Please copy, exactly as written, the span from the first line below to the line that contains "[locate] white apartment", including both, and skip the pictures.

↓

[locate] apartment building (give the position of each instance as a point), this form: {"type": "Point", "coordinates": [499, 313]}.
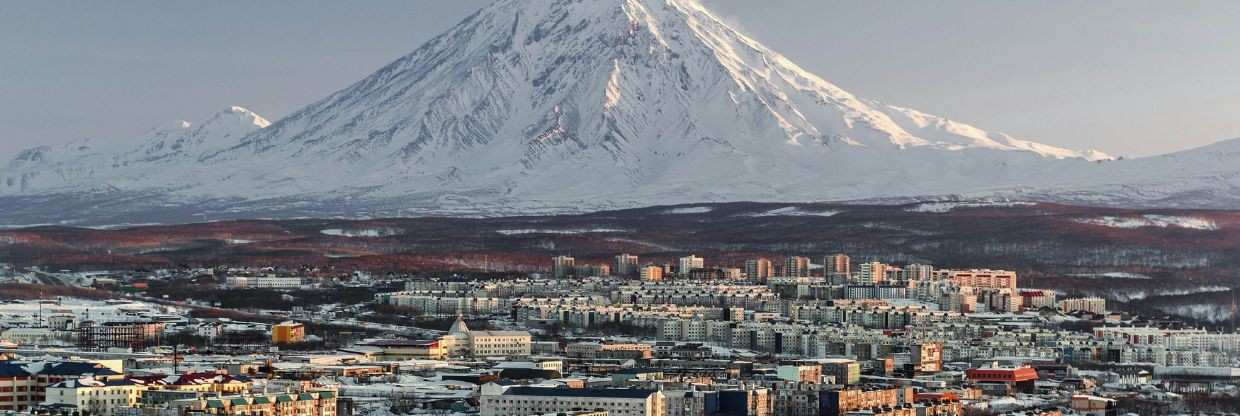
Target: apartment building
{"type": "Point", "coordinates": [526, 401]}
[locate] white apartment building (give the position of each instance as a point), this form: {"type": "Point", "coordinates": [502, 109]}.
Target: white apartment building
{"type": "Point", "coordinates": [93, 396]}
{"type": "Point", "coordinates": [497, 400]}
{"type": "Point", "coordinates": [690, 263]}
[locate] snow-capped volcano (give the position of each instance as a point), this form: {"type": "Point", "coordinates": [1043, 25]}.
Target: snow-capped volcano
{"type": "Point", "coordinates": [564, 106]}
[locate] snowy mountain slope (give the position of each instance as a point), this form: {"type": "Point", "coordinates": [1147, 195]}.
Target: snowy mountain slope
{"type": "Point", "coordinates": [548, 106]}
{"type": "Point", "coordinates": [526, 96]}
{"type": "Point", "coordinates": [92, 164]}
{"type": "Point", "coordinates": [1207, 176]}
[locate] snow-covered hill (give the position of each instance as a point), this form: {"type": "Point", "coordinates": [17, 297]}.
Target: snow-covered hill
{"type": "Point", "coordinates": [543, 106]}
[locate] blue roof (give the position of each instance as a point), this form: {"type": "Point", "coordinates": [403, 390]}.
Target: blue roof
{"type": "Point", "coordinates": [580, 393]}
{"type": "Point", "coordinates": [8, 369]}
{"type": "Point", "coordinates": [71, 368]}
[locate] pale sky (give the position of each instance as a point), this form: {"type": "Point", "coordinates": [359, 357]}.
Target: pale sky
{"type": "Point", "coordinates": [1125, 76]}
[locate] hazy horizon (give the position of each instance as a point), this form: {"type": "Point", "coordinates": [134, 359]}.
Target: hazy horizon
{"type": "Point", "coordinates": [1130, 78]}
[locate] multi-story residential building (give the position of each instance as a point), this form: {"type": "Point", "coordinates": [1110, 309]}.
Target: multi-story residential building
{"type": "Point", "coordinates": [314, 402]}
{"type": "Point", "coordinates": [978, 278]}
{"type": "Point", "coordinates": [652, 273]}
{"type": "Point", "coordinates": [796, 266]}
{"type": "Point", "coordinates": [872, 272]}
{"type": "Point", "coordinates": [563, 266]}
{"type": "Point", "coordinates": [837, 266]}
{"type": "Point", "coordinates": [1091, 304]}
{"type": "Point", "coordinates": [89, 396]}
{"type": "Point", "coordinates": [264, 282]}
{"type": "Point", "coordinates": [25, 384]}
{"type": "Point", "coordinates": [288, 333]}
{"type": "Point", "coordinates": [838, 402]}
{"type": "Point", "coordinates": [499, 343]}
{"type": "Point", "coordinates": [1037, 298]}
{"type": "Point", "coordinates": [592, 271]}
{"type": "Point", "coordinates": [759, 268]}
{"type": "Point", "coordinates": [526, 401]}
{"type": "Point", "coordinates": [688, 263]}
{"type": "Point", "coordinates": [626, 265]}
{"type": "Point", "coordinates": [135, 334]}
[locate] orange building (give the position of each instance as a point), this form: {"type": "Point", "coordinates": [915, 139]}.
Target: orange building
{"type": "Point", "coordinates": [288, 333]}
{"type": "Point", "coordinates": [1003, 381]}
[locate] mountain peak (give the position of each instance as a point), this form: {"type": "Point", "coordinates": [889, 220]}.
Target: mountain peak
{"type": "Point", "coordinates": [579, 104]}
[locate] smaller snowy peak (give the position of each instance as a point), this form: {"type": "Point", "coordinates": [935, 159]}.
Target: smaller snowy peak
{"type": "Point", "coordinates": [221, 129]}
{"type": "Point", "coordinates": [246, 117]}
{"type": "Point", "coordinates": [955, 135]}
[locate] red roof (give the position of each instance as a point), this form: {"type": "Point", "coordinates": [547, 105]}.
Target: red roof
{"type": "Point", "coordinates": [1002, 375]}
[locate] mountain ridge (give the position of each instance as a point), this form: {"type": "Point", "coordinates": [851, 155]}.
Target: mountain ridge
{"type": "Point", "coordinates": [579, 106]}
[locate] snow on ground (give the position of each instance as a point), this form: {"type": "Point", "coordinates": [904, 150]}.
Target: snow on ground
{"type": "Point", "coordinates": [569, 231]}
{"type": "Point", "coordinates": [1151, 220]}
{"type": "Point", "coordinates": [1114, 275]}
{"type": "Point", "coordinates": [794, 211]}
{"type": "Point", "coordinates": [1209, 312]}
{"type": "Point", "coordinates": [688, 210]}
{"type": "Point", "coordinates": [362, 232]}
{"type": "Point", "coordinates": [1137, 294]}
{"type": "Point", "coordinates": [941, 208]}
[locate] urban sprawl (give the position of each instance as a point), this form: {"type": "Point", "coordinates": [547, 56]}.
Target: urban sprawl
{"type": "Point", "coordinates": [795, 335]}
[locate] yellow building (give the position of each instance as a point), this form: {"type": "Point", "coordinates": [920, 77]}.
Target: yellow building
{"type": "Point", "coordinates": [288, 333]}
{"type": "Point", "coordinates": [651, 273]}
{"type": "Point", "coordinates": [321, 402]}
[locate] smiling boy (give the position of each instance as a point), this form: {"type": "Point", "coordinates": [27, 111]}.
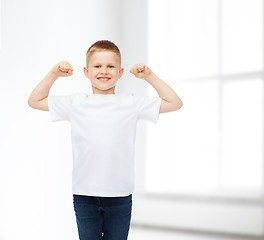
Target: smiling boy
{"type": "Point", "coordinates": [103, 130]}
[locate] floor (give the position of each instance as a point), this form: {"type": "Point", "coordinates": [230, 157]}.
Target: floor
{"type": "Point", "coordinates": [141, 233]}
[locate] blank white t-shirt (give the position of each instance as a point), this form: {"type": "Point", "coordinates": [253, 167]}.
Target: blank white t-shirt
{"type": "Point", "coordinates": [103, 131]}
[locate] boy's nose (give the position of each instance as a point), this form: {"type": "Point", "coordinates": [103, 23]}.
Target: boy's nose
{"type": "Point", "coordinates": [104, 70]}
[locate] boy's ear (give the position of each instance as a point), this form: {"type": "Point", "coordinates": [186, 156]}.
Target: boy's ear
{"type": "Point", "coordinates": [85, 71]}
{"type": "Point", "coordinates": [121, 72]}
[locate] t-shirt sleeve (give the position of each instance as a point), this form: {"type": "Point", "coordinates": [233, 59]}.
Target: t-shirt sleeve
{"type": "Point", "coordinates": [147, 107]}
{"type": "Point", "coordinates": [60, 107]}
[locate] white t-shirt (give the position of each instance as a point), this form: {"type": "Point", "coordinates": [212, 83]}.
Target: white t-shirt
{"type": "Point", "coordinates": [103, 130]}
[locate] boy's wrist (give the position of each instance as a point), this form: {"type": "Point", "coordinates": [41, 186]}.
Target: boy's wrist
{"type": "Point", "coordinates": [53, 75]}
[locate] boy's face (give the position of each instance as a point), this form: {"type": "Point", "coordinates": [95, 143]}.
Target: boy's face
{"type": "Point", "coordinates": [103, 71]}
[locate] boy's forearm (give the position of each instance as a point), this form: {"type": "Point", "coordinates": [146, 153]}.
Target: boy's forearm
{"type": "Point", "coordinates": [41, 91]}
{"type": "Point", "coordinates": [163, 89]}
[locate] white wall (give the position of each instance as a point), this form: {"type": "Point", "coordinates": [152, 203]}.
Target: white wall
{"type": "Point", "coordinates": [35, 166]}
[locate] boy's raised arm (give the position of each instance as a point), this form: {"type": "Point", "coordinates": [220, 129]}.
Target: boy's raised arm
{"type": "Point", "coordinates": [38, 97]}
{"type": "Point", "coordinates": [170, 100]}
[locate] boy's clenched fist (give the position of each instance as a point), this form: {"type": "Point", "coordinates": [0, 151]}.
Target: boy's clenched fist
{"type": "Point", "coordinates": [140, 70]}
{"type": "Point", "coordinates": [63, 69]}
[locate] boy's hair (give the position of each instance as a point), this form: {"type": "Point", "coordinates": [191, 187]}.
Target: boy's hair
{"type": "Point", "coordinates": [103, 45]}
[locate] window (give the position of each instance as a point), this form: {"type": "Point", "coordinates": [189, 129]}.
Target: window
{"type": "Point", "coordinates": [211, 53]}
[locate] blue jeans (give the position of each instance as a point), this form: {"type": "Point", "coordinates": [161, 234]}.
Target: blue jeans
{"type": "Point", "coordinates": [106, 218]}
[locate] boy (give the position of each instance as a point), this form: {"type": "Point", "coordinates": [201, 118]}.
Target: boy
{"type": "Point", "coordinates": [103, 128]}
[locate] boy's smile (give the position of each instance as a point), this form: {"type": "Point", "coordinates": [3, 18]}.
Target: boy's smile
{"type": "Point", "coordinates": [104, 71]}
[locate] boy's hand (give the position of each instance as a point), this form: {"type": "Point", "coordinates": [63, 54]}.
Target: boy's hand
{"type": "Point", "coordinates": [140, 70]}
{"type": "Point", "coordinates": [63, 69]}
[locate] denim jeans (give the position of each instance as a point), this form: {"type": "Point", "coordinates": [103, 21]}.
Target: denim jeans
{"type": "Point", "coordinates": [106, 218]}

↑

--- SOLUTION ---
[locate] apartment building (give the position of each instance as a point), this form: {"type": "Point", "coordinates": [499, 313]}.
Target: apartment building
{"type": "Point", "coordinates": [526, 401]}
[locate] white apartment building (give the position of each instance as a point), this form: {"type": "Point", "coordinates": [502, 109]}.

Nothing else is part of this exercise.